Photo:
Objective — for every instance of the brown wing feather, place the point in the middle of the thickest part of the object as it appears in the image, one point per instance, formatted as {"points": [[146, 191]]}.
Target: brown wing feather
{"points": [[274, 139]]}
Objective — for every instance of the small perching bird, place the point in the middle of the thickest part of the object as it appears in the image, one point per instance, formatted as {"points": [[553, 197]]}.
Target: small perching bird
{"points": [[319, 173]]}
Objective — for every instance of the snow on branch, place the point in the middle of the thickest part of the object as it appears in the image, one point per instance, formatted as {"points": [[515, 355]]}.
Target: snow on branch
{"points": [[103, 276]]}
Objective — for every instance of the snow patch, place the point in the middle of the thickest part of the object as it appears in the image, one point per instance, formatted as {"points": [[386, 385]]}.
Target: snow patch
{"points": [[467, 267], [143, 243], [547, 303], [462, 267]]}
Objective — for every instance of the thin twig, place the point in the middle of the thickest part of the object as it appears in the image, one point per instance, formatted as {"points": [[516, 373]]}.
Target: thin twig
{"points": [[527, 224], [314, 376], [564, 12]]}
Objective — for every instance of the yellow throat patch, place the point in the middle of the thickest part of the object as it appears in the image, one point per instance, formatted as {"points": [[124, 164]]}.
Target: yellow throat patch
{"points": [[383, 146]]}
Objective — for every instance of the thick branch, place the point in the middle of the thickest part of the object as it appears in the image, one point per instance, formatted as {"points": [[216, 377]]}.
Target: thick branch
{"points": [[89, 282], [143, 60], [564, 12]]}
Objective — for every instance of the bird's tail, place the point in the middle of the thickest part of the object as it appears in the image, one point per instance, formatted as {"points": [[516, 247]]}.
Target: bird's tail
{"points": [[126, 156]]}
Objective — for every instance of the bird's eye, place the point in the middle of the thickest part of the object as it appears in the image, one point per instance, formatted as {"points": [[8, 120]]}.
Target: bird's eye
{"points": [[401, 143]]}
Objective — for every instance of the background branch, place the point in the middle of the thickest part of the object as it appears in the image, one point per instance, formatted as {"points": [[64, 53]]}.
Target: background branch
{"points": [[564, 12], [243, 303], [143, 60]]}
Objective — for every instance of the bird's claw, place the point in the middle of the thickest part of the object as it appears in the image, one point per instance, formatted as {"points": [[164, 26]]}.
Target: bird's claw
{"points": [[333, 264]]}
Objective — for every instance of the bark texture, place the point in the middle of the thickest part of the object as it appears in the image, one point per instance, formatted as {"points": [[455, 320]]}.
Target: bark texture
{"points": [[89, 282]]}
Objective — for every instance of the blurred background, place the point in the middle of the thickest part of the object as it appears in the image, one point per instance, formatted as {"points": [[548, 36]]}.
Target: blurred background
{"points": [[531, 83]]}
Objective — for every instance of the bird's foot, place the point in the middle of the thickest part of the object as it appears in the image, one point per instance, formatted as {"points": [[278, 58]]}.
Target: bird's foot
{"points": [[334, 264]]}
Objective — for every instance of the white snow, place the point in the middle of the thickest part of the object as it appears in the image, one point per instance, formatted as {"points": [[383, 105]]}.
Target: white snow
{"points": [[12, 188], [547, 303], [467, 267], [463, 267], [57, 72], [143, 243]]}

Work instructions —
Go through the data and retype all of it exactly.

Your solution —
Photo:
Objective — for every instance of the brown wing feather, place the point in the middle of the thickest part of the object as it appears in the image, one point per instance, formatted as {"points": [[146, 191]]}.
Target: brown wing feather
{"points": [[274, 139]]}
Objective — for every instance of the small perching bird, place the point in the middle of the thickest part of the object as it appears in the image, one point per instance, formatted as {"points": [[553, 197]]}.
Target: small perching bird
{"points": [[319, 173]]}
Objective — for every instance of the snow on branch, place the point in the middle of the thickest part of the object as it appears in the image, one point per instance, formatted as {"points": [[515, 355]]}.
Target: snow on branch
{"points": [[103, 276]]}
Objective — for every instance of the snow patch, place the point in the middle of the thickest part of the object as it appears in the image, one point per instance, formatted as {"points": [[386, 385]]}.
Target: snow patch
{"points": [[467, 267], [143, 243], [547, 303], [462, 267]]}
Objective — for every instance of the thin twig, place the point in the middle of the thickest part of the object as it appears in the image, one point per instance, formatted as {"points": [[516, 373]]}.
Target: thin twig
{"points": [[527, 224], [314, 376], [564, 12]]}
Objective — for every instance of the yellow throat patch, place the point in the middle of the thickest part of the object as it appears in the image, one point per instance, formatted as {"points": [[124, 164]]}.
Target: yellow throat patch
{"points": [[383, 146]]}
Objective — for every instance of the thick branch, place the point in the middle of the thickest part of the object as it appears in the image, one point per instance, formatted as {"points": [[216, 377]]}.
Target: thick branch
{"points": [[89, 282], [143, 60], [564, 12]]}
Objective — for every instance of the bird's tail, place the point in the middle of the thickest part of the object as it appears in the image, one point per instance, formatted as {"points": [[516, 247]]}.
Target: bird's tail
{"points": [[126, 156]]}
Objective — for every instance of the bird's eye, place the point in the middle of the thickest part of the object as it appears in the image, one point per instance, formatted as {"points": [[8, 120]]}.
Target: bird's eye
{"points": [[401, 143]]}
Objective — for every instance of the background branch, place the point in the middle of the thickest part of the object as it appears in the image, one point per instance, formatted as {"points": [[64, 53]]}.
Target: background branch
{"points": [[564, 12], [243, 303], [143, 60]]}
Objective — for every instance of the bird's claw, place the point in the middle of the thickest part of the object as it appears in the image, one point per instance, formatted as {"points": [[164, 26]]}.
Target: bird's claw
{"points": [[333, 264]]}
Objective — for every instance of the bark texture, place the point in the middle of the thickest part of the object as it appears in the image, one point per instance, formatted as {"points": [[455, 320]]}.
Target: bark texture
{"points": [[89, 282]]}
Objective — for every instance of the blurred background, place the point in the middle of the thickest part of the object as it appears in the image, one point per instance, formatted as {"points": [[548, 36]]}.
Target: blurred background
{"points": [[531, 83]]}
Objective — for every instance of the bird's foot, place the point in the middle of the thickest part of the object as it appears in the image, one point per instance, formatted as {"points": [[278, 58]]}.
Target: bird's foot
{"points": [[334, 264]]}
Objective — for every instance of the white snow, place the point in the middle of the thickest part of the object as it appears in the image, one point per instance, formatted as {"points": [[383, 105]]}.
Target: white snow
{"points": [[12, 188], [547, 303], [467, 267], [463, 267], [57, 72], [143, 243]]}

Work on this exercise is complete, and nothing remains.